(Pointing dataset excerpts)
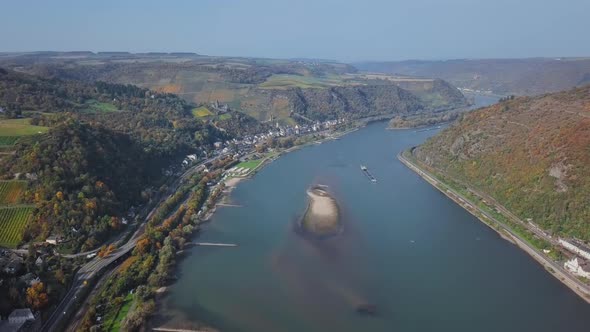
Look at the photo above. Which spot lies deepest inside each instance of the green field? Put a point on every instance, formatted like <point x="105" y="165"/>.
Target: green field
<point x="113" y="319"/>
<point x="8" y="140"/>
<point x="285" y="81"/>
<point x="11" y="129"/>
<point x="13" y="221"/>
<point x="225" y="116"/>
<point x="11" y="191"/>
<point x="94" y="106"/>
<point x="201" y="112"/>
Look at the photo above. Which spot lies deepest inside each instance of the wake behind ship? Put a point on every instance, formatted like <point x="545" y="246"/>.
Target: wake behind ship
<point x="368" y="174"/>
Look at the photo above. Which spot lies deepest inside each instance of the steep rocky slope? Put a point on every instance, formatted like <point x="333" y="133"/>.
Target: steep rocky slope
<point x="532" y="154"/>
<point x="502" y="76"/>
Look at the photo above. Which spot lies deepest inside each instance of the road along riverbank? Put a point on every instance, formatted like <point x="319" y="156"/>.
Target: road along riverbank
<point x="503" y="230"/>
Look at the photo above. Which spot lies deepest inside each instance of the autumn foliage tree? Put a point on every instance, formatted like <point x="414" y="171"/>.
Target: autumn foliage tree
<point x="37" y="296"/>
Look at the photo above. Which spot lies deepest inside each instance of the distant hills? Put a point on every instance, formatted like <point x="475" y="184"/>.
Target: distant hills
<point x="286" y="91"/>
<point x="501" y="76"/>
<point x="532" y="154"/>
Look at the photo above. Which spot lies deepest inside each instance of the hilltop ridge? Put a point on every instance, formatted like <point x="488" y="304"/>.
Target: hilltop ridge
<point x="531" y="154"/>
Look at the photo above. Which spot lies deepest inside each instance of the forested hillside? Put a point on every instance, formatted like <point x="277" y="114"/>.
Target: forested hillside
<point x="502" y="76"/>
<point x="105" y="145"/>
<point x="532" y="154"/>
<point x="264" y="89"/>
<point x="86" y="179"/>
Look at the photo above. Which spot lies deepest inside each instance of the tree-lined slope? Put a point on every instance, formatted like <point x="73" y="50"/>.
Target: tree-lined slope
<point x="531" y="154"/>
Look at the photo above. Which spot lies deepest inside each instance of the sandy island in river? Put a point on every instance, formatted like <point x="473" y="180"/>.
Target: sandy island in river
<point x="322" y="216"/>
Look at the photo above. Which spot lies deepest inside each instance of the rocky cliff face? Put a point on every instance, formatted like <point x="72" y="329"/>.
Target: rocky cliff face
<point x="530" y="154"/>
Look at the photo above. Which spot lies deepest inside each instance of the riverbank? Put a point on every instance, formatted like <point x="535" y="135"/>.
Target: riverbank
<point x="322" y="216"/>
<point x="504" y="231"/>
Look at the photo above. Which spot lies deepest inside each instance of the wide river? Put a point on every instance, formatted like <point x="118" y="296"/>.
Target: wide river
<point x="423" y="262"/>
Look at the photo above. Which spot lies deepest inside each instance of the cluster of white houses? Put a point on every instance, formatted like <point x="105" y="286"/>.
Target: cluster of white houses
<point x="579" y="266"/>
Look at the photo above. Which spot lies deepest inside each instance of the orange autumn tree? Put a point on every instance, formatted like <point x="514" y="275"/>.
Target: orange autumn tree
<point x="36" y="296"/>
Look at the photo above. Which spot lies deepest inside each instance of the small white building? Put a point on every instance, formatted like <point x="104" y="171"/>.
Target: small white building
<point x="19" y="316"/>
<point x="578" y="267"/>
<point x="52" y="240"/>
<point x="575" y="249"/>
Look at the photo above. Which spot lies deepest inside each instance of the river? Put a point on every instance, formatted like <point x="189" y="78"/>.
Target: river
<point x="423" y="262"/>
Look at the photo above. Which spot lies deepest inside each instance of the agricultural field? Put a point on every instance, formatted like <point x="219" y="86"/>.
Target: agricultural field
<point x="13" y="221"/>
<point x="225" y="116"/>
<point x="94" y="106"/>
<point x="8" y="140"/>
<point x="11" y="191"/>
<point x="11" y="128"/>
<point x="297" y="81"/>
<point x="201" y="112"/>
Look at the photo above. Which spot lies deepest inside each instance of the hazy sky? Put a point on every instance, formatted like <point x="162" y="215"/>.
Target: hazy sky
<point x="343" y="30"/>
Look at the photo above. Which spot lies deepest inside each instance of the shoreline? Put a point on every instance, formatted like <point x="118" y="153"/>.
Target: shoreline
<point x="230" y="185"/>
<point x="322" y="217"/>
<point x="550" y="266"/>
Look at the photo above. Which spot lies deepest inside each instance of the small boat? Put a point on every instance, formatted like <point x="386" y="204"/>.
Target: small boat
<point x="368" y="174"/>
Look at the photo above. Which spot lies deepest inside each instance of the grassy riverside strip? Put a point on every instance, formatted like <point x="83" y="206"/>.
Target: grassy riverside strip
<point x="491" y="220"/>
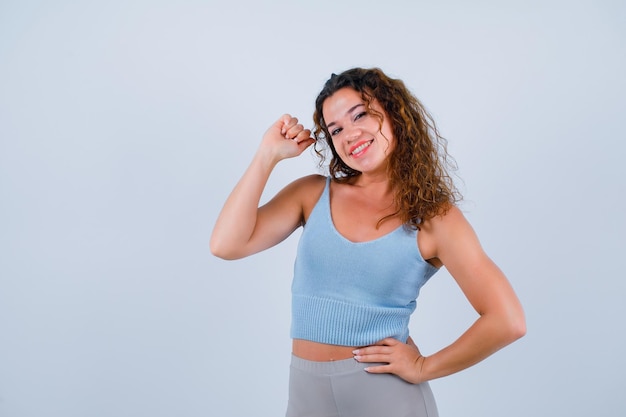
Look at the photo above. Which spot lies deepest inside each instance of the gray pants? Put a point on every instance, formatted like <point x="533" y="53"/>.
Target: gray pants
<point x="344" y="389"/>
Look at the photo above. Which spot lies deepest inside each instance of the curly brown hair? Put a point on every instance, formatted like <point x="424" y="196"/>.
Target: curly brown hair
<point x="419" y="166"/>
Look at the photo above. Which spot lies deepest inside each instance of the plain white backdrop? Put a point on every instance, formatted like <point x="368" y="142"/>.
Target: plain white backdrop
<point x="124" y="125"/>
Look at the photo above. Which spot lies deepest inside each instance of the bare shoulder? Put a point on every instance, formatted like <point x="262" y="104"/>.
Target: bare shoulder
<point x="301" y="194"/>
<point x="445" y="233"/>
<point x="305" y="186"/>
<point x="309" y="189"/>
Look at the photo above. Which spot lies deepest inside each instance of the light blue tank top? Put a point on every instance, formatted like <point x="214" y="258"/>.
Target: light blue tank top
<point x="354" y="294"/>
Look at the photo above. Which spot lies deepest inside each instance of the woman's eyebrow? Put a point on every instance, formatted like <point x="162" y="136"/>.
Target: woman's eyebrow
<point x="348" y="112"/>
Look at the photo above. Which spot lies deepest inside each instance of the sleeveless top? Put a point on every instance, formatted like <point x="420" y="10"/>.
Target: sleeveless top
<point x="354" y="294"/>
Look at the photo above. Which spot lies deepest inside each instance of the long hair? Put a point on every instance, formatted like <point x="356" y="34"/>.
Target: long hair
<point x="419" y="165"/>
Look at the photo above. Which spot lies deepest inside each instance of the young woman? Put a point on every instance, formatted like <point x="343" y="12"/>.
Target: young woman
<point x="375" y="230"/>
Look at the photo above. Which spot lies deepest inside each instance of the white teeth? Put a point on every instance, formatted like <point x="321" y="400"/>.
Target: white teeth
<point x="360" y="148"/>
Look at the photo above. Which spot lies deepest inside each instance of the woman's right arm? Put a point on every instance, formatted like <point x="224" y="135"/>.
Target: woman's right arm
<point x="242" y="228"/>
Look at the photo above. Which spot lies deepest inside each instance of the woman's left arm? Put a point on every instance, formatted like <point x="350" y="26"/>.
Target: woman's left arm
<point x="501" y="318"/>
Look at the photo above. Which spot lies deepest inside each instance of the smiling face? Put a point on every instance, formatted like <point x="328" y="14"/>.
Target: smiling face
<point x="358" y="136"/>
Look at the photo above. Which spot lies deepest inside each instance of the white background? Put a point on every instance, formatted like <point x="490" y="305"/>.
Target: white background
<point x="124" y="125"/>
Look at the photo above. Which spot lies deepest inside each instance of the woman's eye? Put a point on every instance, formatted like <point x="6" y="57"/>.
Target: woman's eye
<point x="358" y="116"/>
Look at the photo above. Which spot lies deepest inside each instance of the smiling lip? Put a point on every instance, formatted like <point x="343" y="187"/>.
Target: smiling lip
<point x="360" y="147"/>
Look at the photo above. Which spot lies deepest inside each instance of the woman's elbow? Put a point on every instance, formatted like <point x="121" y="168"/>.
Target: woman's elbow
<point x="222" y="251"/>
<point x="515" y="326"/>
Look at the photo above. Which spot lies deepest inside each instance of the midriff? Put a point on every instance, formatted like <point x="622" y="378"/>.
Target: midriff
<point x="320" y="352"/>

- **Task requirements**
Return, unchanged, the part of the records that opens with the line containing "the woman's elbow?" and runs through the end of the records.

- **Finished exercise**
Look at the photo above. Which spot lies deepest inside each instance of the woman's elbow? Put a point on every instance, formatted like <point x="121" y="168"/>.
Target: woman's elbow
<point x="222" y="251"/>
<point x="515" y="326"/>
Look at the photo above. Which spot lies deepest inside each instance of the midriff? Put a point on every instance, formatted like <point x="622" y="378"/>.
Target: midriff
<point x="320" y="352"/>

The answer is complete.